The task
Decide whether each statement below agrees with the passage about Polly Bemis, answering yes or no and quoting the deciding words of that passage exactly. (a) The passage says there is evidence that Polly was a prostitute. (b) Charlie married Polly to keep her from being deported. (c) The biography by Sister M Alfreda Elsensohn was first printed in 1987.

Page extract
◆ ◆ ◆ ◆ ◆

Current biographers continue to debate the details of Polly Bemis' life. For example, there is little evidence that she was ever actually known as "Lalu" or that "Hong King" was really her owner's name. Also, there is no evidence that Polly was actually a prostitute; from a cultural standpoint, it is more likely that Polly was a concubine. One National Park Service site claims she was an indentured dance hostess. Finally, as she neared death, Polly denied the long-standing public belief that she was "won in a poker game."

According to a summary of author McCunn's research in the San Francisco Chronicle, "Charlie married Polly to prevent her from being deported as a result of the 1892 Geary Act, which required legal Chinese residents to carry a certificate of admission, something Polly lacked. Despite Idaho's anti-miscegenation laws, the Bemises were wed by a white judge, who himself was married to a Tukudeka Indian."

==Books and films about her life==
- A biography was written in the 1970s – see Idaho County's Most Romantic Character: Polly Bemis by Sister M Alfreda Elsensohn (published by Benedictine Sisters; Second Printing in 1987).

◆ ◆ ◆ ◆ ◆

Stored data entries
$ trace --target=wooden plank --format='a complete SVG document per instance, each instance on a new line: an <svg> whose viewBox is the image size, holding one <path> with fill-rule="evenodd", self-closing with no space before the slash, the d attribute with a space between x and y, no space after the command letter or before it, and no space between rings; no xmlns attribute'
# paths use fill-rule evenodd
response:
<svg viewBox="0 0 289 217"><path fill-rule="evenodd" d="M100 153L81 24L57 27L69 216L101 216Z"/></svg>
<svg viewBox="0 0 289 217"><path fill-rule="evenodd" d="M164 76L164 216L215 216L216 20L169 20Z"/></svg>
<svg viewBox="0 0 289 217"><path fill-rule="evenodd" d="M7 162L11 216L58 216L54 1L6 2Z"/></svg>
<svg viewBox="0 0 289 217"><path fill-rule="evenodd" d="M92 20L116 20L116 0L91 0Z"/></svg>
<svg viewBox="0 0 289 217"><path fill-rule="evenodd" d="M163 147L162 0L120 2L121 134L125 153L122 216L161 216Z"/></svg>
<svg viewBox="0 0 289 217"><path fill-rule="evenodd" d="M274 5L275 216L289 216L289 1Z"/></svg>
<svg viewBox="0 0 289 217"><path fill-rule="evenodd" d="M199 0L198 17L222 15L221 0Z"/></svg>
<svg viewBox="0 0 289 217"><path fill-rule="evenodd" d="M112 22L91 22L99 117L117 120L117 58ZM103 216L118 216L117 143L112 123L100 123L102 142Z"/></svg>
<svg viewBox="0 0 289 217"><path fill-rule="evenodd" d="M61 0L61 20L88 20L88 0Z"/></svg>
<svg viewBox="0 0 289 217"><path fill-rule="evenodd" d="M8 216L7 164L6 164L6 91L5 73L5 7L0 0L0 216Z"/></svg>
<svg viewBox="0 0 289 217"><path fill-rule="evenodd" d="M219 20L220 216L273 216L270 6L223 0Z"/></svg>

◆ ◆ ◆ ◆ ◆

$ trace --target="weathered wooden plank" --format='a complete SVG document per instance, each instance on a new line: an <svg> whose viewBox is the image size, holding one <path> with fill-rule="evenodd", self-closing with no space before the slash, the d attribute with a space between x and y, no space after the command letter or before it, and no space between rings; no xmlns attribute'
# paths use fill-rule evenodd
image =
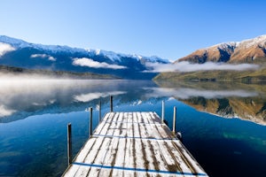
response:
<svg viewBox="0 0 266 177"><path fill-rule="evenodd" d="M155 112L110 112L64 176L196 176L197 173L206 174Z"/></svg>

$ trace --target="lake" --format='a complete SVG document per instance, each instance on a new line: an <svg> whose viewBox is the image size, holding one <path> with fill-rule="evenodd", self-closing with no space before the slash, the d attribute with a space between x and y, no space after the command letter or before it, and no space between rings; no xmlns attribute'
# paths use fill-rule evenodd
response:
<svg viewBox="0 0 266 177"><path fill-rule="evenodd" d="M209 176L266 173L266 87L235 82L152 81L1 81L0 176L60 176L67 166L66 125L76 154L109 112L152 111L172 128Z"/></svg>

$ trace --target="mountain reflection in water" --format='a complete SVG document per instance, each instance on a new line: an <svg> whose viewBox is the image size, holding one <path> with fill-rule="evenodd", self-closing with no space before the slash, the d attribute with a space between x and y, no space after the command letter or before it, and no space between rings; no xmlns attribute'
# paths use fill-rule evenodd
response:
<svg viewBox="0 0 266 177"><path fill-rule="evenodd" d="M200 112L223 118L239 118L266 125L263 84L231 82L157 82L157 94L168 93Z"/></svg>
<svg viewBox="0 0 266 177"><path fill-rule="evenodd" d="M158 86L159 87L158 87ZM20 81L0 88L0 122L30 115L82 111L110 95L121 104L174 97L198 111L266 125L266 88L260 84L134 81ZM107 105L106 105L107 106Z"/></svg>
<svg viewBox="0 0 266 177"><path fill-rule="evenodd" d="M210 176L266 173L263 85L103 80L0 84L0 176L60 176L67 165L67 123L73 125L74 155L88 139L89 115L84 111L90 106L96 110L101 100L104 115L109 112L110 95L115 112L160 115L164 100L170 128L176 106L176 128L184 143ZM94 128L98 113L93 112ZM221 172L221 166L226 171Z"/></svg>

◆ ◆ ◆ ◆ ◆

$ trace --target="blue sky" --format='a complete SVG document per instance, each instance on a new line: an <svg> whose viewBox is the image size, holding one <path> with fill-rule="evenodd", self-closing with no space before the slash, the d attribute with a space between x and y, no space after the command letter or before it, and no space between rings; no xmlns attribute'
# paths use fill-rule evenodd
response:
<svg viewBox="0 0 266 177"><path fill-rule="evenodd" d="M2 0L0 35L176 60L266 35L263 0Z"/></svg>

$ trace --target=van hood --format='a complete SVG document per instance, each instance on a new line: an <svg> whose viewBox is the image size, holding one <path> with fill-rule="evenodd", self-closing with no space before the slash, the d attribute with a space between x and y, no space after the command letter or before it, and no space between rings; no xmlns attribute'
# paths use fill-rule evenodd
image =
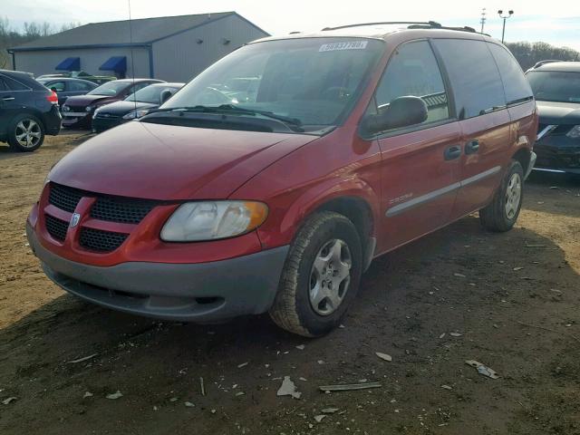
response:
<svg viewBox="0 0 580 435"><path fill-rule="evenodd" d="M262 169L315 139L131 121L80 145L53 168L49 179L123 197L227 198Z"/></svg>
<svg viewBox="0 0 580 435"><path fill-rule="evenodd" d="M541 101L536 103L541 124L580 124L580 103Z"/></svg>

◆ ◆ ◆ ◆ ◆

Task output
(a) No: "there is no evidence that Polly was actually a prostitute"
(b) Yes: "Charlie married Polly to prevent her from being deported"
(c) No: "Second Printing in 1987"